> _Input data_:
++++++++

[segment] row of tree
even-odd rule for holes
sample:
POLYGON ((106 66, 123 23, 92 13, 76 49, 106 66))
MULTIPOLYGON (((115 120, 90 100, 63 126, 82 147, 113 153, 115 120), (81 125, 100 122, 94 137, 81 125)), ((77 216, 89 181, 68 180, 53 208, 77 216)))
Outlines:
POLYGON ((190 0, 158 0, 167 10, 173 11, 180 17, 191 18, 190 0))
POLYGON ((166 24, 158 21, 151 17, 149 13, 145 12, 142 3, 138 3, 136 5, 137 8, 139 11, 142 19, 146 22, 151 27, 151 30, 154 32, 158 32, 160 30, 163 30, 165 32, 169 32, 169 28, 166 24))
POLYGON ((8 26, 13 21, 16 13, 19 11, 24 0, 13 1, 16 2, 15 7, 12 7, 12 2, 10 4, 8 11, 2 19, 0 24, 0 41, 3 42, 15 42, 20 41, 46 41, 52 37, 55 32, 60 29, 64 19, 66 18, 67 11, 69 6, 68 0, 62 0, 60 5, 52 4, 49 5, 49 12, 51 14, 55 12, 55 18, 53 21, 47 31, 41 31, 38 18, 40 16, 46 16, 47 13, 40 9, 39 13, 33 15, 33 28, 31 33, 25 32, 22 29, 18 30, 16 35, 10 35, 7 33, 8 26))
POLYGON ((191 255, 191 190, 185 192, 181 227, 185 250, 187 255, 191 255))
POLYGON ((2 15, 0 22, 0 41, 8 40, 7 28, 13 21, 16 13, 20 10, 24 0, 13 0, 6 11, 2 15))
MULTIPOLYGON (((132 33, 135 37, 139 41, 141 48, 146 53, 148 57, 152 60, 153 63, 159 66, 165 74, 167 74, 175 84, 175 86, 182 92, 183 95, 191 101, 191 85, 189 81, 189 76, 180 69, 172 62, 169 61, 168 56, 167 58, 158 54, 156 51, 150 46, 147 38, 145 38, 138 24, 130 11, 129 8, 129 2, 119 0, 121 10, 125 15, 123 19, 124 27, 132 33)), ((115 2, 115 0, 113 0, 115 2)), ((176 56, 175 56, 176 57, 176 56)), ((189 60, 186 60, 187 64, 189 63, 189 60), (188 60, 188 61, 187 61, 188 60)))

++++++++

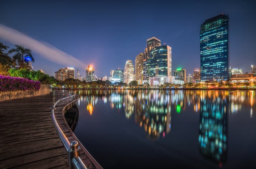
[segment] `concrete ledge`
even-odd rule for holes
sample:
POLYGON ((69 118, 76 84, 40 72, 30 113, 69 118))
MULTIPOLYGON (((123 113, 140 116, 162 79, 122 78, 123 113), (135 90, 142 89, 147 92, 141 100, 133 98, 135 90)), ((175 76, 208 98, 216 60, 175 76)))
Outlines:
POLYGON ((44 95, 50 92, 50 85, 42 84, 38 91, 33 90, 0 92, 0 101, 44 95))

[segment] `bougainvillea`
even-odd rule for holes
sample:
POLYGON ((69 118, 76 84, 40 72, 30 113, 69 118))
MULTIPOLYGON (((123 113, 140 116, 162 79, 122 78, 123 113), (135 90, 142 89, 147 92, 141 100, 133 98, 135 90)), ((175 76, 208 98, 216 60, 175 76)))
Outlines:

++++++++

> _Your instructions_: Reproduce the rows starting at the line that contains "[segment] row of tree" and ending after the line that contains "POLYGON ((2 15, 0", with both of those lines included.

> _Solution to this problem_:
[segment] row of tree
even-odd rule for holes
sample:
POLYGON ((106 66, 123 23, 92 13, 76 49, 106 66))
MULTIPOLYGON (((115 120, 90 100, 63 126, 82 147, 113 153, 115 120), (81 125, 100 122, 94 137, 81 125)), ((77 216, 89 181, 68 180, 53 208, 77 216)))
Outlines:
POLYGON ((190 0, 158 0, 167 10, 173 11, 180 17, 191 18, 190 0))
POLYGON ((166 24, 158 21, 151 17, 149 13, 145 12, 142 3, 138 3, 136 5, 137 8, 139 11, 142 19, 146 22, 151 27, 151 30, 154 32, 158 32, 160 30, 163 30, 165 32, 169 32, 169 28, 166 24))
POLYGON ((8 26, 13 21, 16 13, 19 11, 24 0, 13 1, 16 2, 15 7, 12 7, 12 2, 10 4, 8 11, 2 19, 0 24, 0 41, 3 42, 15 42, 20 41, 46 41, 52 37, 55 32, 60 29, 64 19, 66 18, 67 11, 69 6, 68 0, 62 0, 60 5, 52 4, 49 5, 49 12, 51 14, 55 12, 55 18, 53 21, 47 31, 41 31, 38 18, 40 16, 46 16, 47 13, 40 9, 39 13, 33 15, 33 28, 31 33, 25 32, 22 29, 18 30, 16 35, 10 35, 7 33, 8 26))
POLYGON ((191 255, 191 190, 185 192, 181 227, 185 250, 187 255, 191 255))
POLYGON ((2 15, 0 22, 0 41, 8 40, 7 28, 13 21, 16 13, 20 10, 24 0, 13 0, 6 11, 2 15))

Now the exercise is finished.